**PROVIDED RECORDS**
____

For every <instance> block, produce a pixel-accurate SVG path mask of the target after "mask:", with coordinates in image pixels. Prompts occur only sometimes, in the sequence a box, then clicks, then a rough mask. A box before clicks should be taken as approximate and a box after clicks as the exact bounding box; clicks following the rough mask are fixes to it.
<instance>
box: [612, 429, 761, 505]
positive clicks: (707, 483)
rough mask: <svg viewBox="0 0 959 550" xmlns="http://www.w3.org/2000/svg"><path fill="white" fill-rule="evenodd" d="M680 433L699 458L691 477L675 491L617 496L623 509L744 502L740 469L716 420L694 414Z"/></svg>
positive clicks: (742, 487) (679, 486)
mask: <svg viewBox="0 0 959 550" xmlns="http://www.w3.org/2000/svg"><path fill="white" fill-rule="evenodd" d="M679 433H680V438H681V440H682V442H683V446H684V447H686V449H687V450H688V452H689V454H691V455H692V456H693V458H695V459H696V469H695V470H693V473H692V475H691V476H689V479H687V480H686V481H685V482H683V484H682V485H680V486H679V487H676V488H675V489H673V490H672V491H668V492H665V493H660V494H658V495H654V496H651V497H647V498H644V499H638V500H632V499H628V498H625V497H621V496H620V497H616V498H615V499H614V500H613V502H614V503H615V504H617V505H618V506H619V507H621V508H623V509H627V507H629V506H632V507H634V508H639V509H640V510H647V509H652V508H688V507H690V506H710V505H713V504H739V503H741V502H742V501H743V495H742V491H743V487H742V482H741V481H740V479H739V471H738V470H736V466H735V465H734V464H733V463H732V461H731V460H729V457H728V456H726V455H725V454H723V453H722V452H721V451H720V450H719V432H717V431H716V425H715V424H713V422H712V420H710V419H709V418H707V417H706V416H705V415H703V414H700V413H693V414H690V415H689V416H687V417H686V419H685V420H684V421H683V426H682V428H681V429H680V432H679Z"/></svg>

____

**REQUEST**
Find each line in the data above that contains the word "rough", and copy those lines out in full.

**SOLVED PROBLEM**
For every <instance> block, produce a pixel-accurate SVG path mask of the target after "mask:", with coordinates in image pixels. Prompts occur only sometimes, in the sequence a box, then clicks, then a rough mask. A box before clicks should be taken as approximate and a box after clicks as the exact bounding box; clicks following the rough mask are fixes to it.
rough mask: <svg viewBox="0 0 959 550" xmlns="http://www.w3.org/2000/svg"><path fill="white" fill-rule="evenodd" d="M680 433L699 458L691 477L675 491L617 496L623 509L744 502L740 469L716 420L694 414Z"/></svg>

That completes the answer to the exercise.